- Provided passage
Start of Block

(WASHINGTON, D.C.)—“The Federal Employees Health Benefits Program (FEHBP) has become a scandal. This year the carriers, led by their Most Valuable Player, Blue Cross/Blue Shield (BCBS), shot for the moon and got it,” says Bobby L. Harnage, National President of the American Federation of Government Employees (AFGE). Harnage’s statement will be provided to the House Government Reform Subcommittee on Civil Service and Agency Organization at a hearing to be held: Tuesday, Oct. 16, 2001, at 1 p.m. in Room 2247 of the Rayburn House Office Building.
Harnage points out that it is a misconception that under the “Fair Share” formula the government pays 72% of premiums. The government pays 72 percent of average premiums and this amount serves as a cap on the dollar amount that agencies pay. There is also a cap on the percentage of premiums that agencies pay (75%). However, there is no cap on either the dollar amount or the percentage of what employees pay. “Thus, in 2002, federal employees will pay a full 30% of the premiums for BCBS’s Standard Option plan,” Harnage states.
The union leader notes that large private sector firms and state governments routinely pay from 80% to 100% of employee premiums and unionized employees in both the public and private sectors are able to have a meaningful voice in the inevitable trade-offs between premium increases and covered benefits. “Yet, OPM insists on making these decisions for us, with no input from employee organizations whatsoever,” Harnage adds.
“OPM has allowed the big plans to segment the FEHBP market so that premiums reflect the risk characteristics of the covered group rather than the value of medical benefit provided,” Harnage explains. “Federal employees, retirees and their dependents are the losers in this game of risk selection and the big plans are the winners. OPM, which should be performing an active role of oversight and control, just throws up its hands.”

End of Block

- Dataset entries
Start of Block

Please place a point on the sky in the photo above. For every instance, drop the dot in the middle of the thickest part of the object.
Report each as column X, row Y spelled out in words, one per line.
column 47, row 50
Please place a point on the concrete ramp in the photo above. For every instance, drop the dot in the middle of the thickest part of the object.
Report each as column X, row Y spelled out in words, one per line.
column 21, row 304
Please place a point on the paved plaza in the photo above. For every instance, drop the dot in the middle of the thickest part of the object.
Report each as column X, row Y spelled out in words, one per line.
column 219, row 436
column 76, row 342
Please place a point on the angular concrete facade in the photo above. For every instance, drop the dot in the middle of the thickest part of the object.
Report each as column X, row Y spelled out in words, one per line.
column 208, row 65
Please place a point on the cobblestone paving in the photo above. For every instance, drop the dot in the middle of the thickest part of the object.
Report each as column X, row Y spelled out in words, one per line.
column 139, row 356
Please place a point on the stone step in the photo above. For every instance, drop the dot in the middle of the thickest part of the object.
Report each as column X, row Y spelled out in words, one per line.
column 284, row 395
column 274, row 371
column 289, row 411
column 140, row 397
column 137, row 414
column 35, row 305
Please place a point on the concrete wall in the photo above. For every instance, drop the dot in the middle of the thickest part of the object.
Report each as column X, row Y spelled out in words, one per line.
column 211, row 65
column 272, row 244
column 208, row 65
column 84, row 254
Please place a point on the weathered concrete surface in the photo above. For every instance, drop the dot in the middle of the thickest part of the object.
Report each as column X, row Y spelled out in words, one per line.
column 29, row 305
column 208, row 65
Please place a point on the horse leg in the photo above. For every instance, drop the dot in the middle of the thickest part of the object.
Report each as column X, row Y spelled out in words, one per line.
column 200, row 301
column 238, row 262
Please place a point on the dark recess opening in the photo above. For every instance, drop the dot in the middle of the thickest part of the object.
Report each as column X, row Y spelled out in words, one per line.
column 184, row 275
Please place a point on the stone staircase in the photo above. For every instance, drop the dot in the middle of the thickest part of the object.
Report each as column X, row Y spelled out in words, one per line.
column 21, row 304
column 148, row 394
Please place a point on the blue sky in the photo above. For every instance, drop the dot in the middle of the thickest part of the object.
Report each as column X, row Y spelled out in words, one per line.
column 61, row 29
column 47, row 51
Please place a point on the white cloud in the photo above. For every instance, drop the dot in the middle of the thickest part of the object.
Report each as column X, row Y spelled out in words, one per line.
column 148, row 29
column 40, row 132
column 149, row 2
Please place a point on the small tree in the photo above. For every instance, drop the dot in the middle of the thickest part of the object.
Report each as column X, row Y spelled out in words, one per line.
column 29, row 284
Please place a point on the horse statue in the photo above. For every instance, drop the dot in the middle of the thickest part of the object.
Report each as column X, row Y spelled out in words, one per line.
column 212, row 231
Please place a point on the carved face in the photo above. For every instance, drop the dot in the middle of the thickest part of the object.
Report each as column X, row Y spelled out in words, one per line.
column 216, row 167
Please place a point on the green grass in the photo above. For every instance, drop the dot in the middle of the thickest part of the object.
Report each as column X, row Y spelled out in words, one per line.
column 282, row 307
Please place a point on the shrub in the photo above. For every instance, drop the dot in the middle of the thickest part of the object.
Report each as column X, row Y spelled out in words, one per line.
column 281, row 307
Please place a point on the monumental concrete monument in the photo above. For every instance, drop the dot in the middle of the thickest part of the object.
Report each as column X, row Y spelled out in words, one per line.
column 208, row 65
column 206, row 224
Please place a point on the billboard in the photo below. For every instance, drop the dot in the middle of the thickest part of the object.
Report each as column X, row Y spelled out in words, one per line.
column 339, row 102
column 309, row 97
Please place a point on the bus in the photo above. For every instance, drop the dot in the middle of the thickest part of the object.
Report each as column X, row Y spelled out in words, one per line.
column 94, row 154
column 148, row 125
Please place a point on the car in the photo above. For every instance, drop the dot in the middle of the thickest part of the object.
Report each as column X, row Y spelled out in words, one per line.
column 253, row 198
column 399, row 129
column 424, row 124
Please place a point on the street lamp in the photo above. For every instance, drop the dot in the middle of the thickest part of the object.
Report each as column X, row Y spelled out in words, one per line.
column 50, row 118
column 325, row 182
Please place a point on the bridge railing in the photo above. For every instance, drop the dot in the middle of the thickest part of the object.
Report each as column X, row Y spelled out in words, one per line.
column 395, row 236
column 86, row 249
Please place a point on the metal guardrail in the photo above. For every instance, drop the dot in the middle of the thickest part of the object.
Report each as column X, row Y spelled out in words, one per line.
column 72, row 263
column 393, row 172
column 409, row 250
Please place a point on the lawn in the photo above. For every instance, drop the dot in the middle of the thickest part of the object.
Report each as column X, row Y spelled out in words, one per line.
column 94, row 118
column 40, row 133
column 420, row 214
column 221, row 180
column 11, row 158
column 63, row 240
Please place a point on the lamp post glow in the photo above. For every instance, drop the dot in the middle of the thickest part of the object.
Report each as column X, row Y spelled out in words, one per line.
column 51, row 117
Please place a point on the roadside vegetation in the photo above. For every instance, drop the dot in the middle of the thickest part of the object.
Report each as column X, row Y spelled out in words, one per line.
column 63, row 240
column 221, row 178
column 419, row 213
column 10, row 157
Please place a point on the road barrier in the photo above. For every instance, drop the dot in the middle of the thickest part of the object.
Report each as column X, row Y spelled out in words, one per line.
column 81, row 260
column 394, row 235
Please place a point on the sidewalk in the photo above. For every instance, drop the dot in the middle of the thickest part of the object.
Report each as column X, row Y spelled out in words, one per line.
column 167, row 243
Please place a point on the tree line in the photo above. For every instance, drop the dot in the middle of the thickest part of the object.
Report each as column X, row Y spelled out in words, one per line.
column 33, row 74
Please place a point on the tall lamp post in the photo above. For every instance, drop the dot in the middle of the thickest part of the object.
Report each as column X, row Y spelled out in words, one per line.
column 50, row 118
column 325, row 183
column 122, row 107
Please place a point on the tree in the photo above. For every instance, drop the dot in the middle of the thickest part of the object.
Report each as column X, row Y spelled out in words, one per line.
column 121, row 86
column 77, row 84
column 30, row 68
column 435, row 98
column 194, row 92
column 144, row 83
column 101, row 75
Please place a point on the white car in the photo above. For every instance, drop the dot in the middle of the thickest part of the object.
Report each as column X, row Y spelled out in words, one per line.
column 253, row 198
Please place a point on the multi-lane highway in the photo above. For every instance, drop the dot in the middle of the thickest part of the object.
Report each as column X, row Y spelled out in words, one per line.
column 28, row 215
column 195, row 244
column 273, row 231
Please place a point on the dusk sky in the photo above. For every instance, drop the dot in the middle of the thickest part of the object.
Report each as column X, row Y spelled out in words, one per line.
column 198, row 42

End of Block

Using the FEHBP press release, say whether each statement agrees with it, answering yes or no and quoting the words that decide it. 1. Under the "Fair Share" formula, the government pays 72% of premiums. 2. There is a cap on the percentage of premiums that agencies pay. 3. OPM gets input from employee organizations when making these decisions. The items above have nothing to do with this.

- Exercise response
1. No: "it is a misconception that under the “Fair Share” formula the government pays 72% of premiums."
2. Yes: "There is also a cap on the percentage of premiums that agencies pay (75%)."
3. No: "OPM insists on making these decisions for us, with no input from employee organizations whatsoever"